• _WORK INSTRUCTION_
Produce a faithful copy of the data, one that leaves out the pictures.

══ DATA EXTRACTS

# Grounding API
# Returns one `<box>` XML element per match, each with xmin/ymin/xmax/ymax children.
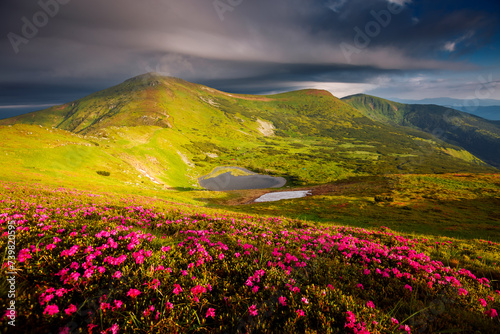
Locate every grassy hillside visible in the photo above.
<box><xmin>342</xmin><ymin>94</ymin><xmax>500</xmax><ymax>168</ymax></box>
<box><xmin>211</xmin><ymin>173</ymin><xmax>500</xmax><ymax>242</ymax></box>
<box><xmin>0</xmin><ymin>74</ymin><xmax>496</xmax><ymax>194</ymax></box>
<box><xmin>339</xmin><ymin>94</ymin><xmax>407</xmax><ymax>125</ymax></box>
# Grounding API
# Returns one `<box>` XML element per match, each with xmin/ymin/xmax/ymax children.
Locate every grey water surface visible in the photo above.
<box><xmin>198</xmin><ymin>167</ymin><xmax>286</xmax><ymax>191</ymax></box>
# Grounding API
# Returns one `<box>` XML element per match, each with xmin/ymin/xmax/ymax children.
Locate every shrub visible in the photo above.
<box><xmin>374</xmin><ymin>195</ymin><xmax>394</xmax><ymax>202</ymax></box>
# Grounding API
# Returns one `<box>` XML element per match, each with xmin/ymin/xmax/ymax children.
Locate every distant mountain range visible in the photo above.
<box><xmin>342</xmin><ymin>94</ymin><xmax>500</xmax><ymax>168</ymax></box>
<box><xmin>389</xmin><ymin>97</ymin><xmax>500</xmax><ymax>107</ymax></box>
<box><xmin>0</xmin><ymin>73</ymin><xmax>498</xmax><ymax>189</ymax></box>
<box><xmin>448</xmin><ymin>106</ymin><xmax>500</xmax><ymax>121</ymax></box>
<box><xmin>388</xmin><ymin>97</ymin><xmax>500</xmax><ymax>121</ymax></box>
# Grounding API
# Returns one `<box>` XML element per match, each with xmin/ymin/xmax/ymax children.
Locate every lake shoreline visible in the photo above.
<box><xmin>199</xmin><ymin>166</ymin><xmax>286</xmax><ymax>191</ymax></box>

════

• _RESULT FOR THIS TASK_
# Grounding API
# Returns one `<box>` XML element per match, each with xmin/ymin/xmax/ymax children.
Locate every grassy hillside visible in the photo above.
<box><xmin>342</xmin><ymin>94</ymin><xmax>500</xmax><ymax>168</ymax></box>
<box><xmin>211</xmin><ymin>173</ymin><xmax>500</xmax><ymax>242</ymax></box>
<box><xmin>0</xmin><ymin>74</ymin><xmax>496</xmax><ymax>194</ymax></box>
<box><xmin>339</xmin><ymin>94</ymin><xmax>407</xmax><ymax>125</ymax></box>
# Grounding API
# Returns one `<box>` XML element per match, each with xmin/ymin/xmax/ymax children.
Locate every grey water surface visible in the photo above.
<box><xmin>198</xmin><ymin>167</ymin><xmax>286</xmax><ymax>191</ymax></box>
# Grounding API
# Returns one `<box>` XML element per match, each with xmin/ymin/xmax/ymax children.
Locate every shrub visible in the photo above.
<box><xmin>374</xmin><ymin>195</ymin><xmax>394</xmax><ymax>202</ymax></box>
# Grounding API
# Returns one `<box>` XML element per match, each with xmin/ymin/xmax/ymax children.
Locate every distant mountain range visible in the photo above.
<box><xmin>342</xmin><ymin>94</ymin><xmax>500</xmax><ymax>168</ymax></box>
<box><xmin>389</xmin><ymin>97</ymin><xmax>500</xmax><ymax>107</ymax></box>
<box><xmin>0</xmin><ymin>73</ymin><xmax>498</xmax><ymax>189</ymax></box>
<box><xmin>448</xmin><ymin>106</ymin><xmax>500</xmax><ymax>121</ymax></box>
<box><xmin>388</xmin><ymin>97</ymin><xmax>500</xmax><ymax>121</ymax></box>
# Grounding API
# Returns one `<box>` XML element per match, each with xmin/ymin/xmax/ymax children.
Locate every lake shoreline visible in the photo above.
<box><xmin>199</xmin><ymin>166</ymin><xmax>286</xmax><ymax>191</ymax></box>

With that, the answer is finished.